### Record excerpts
(begin)

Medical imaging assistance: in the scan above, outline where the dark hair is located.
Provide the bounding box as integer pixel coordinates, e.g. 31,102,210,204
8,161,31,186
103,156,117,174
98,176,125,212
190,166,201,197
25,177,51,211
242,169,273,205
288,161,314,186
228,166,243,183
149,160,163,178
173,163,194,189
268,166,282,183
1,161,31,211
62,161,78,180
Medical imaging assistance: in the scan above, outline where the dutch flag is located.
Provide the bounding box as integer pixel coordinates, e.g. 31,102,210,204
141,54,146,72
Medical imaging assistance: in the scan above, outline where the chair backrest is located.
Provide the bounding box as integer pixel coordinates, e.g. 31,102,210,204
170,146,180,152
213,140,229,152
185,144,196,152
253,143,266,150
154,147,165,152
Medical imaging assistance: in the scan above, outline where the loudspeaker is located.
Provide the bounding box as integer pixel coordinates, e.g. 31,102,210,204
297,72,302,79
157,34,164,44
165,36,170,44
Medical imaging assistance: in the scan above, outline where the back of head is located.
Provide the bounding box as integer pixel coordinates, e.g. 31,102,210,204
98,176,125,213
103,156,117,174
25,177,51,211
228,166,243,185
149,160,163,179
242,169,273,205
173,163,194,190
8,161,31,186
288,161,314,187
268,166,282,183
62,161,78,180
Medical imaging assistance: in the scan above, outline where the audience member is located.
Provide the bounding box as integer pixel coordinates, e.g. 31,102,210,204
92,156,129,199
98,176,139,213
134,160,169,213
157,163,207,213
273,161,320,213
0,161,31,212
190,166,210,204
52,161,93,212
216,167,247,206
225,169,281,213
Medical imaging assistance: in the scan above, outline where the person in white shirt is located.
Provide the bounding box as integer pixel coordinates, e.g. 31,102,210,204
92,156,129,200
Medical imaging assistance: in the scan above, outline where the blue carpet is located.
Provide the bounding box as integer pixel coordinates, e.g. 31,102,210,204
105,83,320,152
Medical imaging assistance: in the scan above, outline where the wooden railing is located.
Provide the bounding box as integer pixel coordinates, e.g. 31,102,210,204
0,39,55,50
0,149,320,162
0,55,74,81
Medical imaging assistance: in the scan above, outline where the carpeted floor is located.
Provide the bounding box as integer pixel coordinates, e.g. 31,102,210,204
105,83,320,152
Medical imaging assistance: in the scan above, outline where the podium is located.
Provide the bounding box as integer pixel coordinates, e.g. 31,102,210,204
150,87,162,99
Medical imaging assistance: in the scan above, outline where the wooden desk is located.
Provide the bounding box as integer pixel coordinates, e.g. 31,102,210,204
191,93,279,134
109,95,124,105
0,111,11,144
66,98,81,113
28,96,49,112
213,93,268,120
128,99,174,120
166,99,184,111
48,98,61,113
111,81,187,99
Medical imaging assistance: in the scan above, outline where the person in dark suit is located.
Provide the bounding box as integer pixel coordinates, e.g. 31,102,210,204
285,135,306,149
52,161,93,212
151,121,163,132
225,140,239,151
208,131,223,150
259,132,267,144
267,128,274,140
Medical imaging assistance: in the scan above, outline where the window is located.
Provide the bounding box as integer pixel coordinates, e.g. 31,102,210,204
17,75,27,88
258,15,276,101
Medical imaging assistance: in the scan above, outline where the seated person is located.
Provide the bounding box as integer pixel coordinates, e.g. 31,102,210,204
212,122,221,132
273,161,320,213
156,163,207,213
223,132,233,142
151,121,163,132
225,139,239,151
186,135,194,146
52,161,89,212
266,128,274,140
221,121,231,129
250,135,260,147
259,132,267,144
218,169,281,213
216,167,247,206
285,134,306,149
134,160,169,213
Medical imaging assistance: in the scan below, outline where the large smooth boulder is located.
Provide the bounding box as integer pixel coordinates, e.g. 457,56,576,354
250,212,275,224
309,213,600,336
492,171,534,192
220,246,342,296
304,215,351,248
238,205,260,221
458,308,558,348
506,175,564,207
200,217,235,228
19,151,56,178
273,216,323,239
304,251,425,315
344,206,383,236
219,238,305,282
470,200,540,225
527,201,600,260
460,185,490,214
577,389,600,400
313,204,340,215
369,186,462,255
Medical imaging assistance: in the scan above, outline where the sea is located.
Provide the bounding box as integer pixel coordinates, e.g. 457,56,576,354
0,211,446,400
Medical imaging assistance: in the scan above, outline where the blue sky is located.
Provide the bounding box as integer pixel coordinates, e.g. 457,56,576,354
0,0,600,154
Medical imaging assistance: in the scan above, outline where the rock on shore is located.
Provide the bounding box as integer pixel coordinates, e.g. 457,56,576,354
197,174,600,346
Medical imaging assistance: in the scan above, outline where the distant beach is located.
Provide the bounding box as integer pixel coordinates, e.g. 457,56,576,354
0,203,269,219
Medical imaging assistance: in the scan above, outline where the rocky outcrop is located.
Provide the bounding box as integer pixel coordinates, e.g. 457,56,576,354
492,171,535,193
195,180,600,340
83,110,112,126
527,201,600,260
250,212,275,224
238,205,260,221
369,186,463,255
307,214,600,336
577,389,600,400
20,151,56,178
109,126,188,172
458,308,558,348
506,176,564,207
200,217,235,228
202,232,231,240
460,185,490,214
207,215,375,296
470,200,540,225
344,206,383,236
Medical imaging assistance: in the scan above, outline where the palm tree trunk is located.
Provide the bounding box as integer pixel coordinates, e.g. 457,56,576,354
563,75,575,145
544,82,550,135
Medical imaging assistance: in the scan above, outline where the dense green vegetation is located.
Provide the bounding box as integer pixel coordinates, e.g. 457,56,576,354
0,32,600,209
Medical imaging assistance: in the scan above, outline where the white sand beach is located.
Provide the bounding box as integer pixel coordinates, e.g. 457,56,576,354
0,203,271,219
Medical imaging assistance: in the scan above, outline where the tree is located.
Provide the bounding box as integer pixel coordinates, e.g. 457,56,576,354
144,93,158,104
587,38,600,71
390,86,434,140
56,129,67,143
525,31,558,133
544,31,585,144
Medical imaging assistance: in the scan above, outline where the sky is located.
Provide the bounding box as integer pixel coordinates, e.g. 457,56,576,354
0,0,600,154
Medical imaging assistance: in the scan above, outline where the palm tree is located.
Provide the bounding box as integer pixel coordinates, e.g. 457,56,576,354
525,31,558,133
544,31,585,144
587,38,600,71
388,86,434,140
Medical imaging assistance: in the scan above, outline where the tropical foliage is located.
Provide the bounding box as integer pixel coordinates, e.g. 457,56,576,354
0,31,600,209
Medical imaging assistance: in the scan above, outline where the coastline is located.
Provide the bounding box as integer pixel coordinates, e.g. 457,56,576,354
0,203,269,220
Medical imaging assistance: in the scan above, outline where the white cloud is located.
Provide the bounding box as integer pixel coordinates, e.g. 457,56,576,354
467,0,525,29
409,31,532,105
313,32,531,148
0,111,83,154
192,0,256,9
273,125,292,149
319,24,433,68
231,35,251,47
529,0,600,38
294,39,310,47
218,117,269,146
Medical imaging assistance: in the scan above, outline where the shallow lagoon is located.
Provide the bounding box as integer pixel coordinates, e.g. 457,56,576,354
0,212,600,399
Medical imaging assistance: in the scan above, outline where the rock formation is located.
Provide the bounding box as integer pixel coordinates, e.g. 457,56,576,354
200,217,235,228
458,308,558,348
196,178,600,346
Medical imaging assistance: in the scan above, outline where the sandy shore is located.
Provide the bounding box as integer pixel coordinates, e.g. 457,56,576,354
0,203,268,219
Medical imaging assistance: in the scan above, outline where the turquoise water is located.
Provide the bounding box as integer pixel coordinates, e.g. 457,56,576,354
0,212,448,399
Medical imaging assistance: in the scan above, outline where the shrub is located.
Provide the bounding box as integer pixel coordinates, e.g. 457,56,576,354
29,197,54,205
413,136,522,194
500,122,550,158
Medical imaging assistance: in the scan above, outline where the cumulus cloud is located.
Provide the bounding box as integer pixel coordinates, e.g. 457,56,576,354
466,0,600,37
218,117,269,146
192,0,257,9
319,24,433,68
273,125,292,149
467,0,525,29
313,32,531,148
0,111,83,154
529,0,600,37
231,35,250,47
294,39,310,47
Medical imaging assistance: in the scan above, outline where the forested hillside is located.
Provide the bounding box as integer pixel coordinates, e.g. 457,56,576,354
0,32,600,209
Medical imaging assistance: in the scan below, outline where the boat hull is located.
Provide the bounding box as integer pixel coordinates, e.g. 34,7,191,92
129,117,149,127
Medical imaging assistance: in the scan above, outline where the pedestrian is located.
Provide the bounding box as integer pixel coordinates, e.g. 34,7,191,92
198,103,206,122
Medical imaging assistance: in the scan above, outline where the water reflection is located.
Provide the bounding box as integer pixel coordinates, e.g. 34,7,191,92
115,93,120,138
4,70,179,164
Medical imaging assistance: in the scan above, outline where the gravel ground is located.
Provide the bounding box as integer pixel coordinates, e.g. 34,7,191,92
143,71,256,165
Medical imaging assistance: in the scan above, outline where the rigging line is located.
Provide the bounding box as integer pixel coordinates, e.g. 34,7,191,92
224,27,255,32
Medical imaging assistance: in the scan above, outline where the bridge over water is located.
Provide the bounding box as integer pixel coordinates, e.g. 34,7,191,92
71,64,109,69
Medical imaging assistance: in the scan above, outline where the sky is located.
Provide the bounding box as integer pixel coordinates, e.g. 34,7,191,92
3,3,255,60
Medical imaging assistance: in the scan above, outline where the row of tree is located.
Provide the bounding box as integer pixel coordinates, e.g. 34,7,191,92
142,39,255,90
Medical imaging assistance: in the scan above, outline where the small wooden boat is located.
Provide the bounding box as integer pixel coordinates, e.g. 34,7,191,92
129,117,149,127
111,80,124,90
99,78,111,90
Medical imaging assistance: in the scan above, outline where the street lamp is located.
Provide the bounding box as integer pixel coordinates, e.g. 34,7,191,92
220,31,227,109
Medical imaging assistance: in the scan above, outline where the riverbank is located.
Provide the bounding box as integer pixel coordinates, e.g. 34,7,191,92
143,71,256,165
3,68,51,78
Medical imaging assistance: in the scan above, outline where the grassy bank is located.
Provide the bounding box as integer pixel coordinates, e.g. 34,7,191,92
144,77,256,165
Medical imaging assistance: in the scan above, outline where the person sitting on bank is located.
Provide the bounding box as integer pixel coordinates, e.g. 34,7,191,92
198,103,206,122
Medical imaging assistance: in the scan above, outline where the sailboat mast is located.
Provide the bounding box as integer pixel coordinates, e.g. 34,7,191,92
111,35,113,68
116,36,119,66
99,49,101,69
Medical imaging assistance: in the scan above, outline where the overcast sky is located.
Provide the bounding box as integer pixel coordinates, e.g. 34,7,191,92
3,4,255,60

(end)

### Prompt
Turn the lines of the material from the one containing "rigging line is located." through the one containing "71,64,109,69", inclusive, into a Markdown table with the columns Row and Text, leaving out any blank lines.

### The completed task
| Row | Text |
|---|---|
| 1 | Medical imaging assistance: in the scan above, outline where the rigging line is located. |
| 2 | Provide the bounding box as integer pixel coordinates, e.g. 34,7,191,92 |
| 3 | 224,27,255,32 |
| 4 | Medical imaging assistance: in the scan above, outline where the bridge over water is located. |
| 5 | Provide the bounding box as integer pixel coordinates, e.g. 34,7,191,92 |
| 6 | 71,64,109,69 |